WHAT YOU ARE ASKED TO DO
Pick out every line in the records that contains the word "person". Case counts. Copy each of those lines in full.

◇ ◇ ◇ ◇

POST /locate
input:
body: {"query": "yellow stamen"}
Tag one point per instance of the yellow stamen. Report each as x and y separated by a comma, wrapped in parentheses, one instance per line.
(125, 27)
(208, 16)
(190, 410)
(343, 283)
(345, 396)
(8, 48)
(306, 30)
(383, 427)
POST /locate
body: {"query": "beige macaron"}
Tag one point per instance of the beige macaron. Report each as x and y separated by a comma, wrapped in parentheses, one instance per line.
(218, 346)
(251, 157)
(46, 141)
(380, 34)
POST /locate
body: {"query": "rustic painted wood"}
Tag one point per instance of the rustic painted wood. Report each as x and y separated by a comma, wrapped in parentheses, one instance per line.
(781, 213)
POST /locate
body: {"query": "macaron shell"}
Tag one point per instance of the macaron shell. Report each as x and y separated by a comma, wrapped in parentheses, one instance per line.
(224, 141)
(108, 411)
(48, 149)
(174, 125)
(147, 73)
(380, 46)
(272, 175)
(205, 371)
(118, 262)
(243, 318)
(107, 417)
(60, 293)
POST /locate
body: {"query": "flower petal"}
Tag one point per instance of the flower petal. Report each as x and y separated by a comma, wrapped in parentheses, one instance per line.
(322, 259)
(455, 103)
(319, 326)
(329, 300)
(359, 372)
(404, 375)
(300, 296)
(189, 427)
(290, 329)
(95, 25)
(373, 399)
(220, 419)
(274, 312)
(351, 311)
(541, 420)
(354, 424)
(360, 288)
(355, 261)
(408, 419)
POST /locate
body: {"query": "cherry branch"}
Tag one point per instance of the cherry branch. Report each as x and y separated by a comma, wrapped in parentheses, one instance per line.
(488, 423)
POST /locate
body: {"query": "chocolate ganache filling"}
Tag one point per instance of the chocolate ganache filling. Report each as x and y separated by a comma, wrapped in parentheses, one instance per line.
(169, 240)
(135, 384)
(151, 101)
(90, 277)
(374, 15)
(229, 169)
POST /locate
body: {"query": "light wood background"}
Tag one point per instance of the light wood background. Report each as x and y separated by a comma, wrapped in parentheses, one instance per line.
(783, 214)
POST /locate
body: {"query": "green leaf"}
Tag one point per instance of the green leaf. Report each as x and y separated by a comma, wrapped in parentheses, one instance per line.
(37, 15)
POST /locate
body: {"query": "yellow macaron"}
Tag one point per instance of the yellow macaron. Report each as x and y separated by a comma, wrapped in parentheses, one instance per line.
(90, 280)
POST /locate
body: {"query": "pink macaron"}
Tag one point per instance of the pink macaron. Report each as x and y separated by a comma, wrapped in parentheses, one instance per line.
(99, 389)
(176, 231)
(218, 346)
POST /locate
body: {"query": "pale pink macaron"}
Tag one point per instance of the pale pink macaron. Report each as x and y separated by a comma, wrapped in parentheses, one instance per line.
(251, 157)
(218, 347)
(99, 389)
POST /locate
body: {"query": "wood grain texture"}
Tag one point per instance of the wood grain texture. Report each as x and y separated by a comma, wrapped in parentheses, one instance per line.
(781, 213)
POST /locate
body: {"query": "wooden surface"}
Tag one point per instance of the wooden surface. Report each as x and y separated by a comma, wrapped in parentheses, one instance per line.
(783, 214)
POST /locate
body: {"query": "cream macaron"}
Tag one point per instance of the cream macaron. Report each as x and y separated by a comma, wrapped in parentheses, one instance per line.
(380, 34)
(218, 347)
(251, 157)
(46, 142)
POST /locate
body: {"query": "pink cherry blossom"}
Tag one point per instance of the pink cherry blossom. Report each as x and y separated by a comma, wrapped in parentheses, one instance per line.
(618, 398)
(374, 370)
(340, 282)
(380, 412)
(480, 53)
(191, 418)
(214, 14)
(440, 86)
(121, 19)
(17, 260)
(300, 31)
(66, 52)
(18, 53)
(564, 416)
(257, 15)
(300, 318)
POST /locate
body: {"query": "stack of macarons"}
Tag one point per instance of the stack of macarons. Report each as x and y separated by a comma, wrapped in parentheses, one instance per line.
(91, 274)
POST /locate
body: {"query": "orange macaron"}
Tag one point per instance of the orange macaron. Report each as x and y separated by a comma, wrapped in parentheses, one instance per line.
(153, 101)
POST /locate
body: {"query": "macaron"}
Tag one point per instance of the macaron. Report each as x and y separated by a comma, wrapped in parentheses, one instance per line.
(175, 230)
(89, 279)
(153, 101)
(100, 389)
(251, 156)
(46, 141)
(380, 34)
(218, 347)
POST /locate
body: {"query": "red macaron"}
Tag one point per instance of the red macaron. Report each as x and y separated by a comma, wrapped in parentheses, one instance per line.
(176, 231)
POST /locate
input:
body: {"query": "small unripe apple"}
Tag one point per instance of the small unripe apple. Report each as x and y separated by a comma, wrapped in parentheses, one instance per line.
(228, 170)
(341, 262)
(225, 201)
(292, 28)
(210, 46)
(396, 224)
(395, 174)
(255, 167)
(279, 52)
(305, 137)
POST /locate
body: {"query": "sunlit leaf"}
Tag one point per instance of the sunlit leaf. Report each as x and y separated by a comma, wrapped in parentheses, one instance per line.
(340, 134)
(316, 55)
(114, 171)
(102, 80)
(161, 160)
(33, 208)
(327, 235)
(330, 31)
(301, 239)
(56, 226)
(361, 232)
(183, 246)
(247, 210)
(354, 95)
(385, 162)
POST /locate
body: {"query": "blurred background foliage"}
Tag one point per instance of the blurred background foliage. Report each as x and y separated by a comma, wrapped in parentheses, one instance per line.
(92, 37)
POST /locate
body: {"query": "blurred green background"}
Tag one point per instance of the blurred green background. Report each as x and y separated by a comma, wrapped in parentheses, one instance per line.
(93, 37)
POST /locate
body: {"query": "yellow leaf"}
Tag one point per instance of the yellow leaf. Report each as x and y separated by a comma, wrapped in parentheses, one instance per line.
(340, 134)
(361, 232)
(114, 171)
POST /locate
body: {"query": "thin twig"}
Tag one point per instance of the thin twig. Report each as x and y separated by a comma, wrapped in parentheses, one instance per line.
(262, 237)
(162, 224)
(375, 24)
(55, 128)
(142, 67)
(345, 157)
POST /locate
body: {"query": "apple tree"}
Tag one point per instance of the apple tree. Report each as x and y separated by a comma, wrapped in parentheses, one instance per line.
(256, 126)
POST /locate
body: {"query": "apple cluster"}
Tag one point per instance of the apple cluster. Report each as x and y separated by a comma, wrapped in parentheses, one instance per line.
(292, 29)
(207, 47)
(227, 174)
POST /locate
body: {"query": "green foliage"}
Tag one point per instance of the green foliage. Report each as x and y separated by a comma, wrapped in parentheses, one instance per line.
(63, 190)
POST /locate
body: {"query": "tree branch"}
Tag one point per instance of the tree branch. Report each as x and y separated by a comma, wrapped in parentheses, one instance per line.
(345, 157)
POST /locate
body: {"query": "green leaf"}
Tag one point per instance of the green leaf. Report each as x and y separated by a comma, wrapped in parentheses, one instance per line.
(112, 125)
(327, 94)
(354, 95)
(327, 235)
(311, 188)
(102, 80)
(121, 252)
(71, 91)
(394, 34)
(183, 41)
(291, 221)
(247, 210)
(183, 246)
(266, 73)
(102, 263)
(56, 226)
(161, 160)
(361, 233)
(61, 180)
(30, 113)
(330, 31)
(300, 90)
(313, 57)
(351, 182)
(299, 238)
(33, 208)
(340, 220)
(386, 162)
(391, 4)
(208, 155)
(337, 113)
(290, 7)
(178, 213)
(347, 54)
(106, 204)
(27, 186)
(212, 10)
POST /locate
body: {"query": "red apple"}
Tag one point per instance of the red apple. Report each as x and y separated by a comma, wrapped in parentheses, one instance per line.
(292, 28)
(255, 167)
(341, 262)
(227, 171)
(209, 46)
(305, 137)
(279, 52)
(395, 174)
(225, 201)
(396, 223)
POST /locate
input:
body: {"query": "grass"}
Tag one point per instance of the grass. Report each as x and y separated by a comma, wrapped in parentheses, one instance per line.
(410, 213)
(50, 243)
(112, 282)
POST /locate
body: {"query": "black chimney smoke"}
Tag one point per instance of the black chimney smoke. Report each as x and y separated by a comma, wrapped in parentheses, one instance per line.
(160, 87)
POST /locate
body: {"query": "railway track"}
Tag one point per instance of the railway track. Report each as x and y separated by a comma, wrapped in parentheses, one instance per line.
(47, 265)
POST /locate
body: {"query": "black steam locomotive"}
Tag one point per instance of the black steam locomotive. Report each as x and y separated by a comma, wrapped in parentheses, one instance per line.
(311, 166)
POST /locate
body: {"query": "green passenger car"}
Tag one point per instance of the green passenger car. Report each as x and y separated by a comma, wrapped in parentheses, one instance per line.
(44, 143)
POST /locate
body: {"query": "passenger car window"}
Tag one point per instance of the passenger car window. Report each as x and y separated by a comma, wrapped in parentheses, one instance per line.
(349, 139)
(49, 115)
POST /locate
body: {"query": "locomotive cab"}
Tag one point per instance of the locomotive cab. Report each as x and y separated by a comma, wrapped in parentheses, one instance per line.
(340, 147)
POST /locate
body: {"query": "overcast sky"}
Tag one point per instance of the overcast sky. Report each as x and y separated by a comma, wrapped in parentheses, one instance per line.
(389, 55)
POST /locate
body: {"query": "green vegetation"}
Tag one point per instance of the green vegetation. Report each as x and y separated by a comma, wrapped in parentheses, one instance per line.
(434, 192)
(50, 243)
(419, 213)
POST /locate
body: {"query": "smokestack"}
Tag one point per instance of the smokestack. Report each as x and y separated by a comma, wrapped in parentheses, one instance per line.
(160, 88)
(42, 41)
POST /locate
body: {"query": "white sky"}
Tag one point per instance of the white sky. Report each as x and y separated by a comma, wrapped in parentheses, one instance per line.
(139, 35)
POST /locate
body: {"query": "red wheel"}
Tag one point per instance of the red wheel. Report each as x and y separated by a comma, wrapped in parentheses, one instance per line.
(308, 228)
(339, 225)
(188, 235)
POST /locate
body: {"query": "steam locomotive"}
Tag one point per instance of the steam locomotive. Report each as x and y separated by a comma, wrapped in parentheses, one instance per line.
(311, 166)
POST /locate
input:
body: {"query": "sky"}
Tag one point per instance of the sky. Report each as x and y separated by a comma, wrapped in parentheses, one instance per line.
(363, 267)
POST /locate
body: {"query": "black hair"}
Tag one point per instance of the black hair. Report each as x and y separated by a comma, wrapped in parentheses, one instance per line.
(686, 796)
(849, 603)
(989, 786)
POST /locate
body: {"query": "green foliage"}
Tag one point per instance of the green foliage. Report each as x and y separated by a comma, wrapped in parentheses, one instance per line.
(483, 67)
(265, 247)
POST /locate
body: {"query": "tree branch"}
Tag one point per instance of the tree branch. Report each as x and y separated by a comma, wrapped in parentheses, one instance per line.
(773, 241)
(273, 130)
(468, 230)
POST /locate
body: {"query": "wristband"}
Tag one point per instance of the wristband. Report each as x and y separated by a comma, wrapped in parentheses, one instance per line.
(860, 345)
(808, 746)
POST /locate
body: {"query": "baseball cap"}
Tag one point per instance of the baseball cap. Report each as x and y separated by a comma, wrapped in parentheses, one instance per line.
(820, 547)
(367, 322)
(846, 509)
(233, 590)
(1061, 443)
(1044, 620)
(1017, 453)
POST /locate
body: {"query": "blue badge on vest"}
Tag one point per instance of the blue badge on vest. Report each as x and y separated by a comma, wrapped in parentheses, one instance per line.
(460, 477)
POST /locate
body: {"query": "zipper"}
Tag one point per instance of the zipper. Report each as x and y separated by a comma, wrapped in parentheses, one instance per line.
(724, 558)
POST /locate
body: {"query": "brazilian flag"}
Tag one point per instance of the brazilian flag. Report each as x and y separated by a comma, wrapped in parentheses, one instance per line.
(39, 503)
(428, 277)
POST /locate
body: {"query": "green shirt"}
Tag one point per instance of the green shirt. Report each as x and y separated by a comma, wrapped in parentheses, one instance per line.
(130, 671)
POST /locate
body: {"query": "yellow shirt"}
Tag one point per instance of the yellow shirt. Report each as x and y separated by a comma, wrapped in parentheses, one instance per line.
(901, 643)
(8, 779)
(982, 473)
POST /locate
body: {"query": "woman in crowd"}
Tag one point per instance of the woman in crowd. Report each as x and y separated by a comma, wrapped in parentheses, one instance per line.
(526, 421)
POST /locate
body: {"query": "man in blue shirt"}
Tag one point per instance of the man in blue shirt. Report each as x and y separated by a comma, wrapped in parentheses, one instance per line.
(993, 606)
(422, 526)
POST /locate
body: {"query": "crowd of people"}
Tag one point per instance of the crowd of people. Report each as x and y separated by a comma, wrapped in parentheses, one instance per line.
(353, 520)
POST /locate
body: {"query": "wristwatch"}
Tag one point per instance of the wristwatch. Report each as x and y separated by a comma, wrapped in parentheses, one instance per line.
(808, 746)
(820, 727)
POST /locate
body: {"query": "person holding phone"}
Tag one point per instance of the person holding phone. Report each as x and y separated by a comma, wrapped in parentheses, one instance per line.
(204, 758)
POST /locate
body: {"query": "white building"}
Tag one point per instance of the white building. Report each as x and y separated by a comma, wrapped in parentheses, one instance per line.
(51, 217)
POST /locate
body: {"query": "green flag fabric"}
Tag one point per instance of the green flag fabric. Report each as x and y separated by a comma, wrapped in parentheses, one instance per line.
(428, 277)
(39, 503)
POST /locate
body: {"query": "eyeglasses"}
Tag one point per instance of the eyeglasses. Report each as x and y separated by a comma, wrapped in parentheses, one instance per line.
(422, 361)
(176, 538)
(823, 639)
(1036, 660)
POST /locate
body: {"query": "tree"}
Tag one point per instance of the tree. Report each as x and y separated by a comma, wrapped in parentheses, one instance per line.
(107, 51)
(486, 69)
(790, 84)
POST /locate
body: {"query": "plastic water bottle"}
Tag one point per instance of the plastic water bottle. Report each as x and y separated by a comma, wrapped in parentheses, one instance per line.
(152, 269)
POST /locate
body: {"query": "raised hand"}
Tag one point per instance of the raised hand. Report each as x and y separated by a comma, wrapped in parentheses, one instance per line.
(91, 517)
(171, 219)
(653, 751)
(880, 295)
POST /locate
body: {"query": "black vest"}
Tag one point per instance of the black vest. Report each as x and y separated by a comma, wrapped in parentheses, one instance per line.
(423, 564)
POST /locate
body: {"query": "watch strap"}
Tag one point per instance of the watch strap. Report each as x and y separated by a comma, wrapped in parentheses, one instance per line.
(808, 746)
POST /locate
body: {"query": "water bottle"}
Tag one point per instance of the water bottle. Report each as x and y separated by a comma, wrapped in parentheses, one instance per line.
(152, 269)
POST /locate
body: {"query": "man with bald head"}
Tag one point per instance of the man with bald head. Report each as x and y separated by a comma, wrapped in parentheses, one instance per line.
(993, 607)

◇ ◇ ◇ ◇

EXERCISE SOLUTION
body: {"query": "person holding phone"}
Tag one point per instance of the person holding phone. Report each as x and y separated by a comma, wrapped in parentheses, one instance per line.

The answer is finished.